__What to do__: Write the next part of the post below about the divorce agreement and the business buyout, picking up right after its final sentence.

__Source text__:
--- START ---

My husband owned his own professional business for 1 year before he married his ex wife. they were married for 20 years, she was a stay at home mom, and contributed nothing to the business except for her decorating help during the Christmas season only and physically paying some of the bills (not proper bookeeping). Their divorce agreement requires him to buy her out of the business, at a set dollar amount, no later than the sale of the marital residence, "at which time all rights and responsibilities of the business will go to (him) alone". (They wrote the agreement themselves without an attorney). The house has been on and off the market for 21 months and not sold. He is planning to use all of his share of the proceeds to buy her out. The agreement also states that if he were to die before the buy out she would get the entire business. She is claiming that until he buys her out, she is still "co-owner" and is entitled to half of the business income and has a say in how the business income is spent. He is an S corp and was always sole shareholder, President and CEO. We are saying that her entitlement to the business income ended the day they were divorced and she is only entitled to the agreed to buy out money and her current support ( which, with the mortgage payment he's making for her each month, is ironically is probably about 80% of the montly business income anyway). Does she still have any rights to the business income until he buys her out?

--- END ---

(Region pointing data)
--- START ---

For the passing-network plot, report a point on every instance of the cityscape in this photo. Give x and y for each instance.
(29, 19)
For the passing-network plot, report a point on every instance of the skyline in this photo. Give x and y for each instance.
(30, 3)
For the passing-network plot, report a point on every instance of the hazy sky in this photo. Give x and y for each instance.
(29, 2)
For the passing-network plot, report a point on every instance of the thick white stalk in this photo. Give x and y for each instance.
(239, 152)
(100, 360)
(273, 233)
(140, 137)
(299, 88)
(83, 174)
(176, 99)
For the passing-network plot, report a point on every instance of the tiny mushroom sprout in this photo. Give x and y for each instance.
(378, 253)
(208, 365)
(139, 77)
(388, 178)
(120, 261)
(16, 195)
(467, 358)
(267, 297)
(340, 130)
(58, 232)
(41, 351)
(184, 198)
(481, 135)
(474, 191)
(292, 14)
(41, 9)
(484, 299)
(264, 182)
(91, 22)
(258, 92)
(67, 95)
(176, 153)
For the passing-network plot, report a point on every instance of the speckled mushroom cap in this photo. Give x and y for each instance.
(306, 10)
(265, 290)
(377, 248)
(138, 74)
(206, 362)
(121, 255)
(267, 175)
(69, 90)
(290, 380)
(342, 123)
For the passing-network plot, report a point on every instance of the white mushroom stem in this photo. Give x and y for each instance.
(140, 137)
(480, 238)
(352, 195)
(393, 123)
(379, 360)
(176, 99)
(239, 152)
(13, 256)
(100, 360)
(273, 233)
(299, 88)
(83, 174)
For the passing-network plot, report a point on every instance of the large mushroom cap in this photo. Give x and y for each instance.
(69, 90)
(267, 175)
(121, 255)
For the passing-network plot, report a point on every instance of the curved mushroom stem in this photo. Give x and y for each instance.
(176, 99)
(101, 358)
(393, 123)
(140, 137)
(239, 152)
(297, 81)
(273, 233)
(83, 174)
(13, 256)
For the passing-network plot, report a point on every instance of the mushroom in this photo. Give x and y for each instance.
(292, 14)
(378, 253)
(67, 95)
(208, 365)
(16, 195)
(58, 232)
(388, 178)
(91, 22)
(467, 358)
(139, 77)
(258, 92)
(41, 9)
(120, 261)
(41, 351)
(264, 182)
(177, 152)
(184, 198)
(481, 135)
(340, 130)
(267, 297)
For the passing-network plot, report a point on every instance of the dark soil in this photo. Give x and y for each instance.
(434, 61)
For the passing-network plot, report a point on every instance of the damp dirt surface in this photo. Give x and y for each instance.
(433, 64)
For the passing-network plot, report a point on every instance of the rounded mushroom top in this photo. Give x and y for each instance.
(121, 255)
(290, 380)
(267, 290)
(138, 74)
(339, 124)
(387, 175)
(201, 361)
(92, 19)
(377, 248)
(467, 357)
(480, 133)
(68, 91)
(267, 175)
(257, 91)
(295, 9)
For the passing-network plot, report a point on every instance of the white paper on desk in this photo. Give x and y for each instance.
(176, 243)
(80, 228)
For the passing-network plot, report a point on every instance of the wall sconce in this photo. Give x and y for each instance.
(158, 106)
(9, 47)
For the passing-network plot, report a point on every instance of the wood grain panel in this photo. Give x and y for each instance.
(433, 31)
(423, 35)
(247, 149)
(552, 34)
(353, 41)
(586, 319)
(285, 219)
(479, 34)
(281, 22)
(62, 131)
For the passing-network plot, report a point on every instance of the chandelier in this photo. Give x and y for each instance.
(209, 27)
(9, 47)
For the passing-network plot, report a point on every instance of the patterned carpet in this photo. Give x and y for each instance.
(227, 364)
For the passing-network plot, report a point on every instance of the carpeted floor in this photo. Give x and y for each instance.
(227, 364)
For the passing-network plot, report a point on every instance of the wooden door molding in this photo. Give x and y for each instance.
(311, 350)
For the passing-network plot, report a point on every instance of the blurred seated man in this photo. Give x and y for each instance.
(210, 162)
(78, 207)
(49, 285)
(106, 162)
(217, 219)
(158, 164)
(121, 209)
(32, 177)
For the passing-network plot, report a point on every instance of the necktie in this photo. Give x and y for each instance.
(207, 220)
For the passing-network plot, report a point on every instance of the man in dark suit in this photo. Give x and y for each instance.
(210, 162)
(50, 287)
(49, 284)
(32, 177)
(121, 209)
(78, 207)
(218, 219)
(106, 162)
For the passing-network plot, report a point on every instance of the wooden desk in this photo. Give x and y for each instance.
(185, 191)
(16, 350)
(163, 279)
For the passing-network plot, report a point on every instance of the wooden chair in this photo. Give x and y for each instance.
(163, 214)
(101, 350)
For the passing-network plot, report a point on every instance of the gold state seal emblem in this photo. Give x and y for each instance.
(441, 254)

--- END ---

__Written response__:
Divorce / Separation Lawyer
I'm not against the idea of people writing their own agreement, especially when it's a short term marriage and there are no kids, but the facts you're giving are a perfect example of why saving a buck during a divorce can backfire -- "penny wise, pound foolish." Having an attorney go over an agreement and make sure it doesn't contain potentially explosive ambiguities isn't expensive - it can be literally just a couple hundred bucks (if the two of you are waiving discovery and only having an attorney review the agreement for clarity and are willing to sign a "limited representation" retainer agreement to this effect).
I'd need to see the agreement they wrote to really answer, but based on the basic law, you're correct. If they distributed the business and she has a set entitlement to be paid when the house sells and there's a support component that he's paying (was the support properly worded - did it address Crews and the marital lifestyle issue?) then I don't see an argument that she's additionally entitled to income, especially if he's the sole shareholder... But again, it could come down to the wording of the agreement. If she files a motion and it's not clear, the court will probably order a hearing, which will end up costing far more than having the agreement drafted properly would have cost.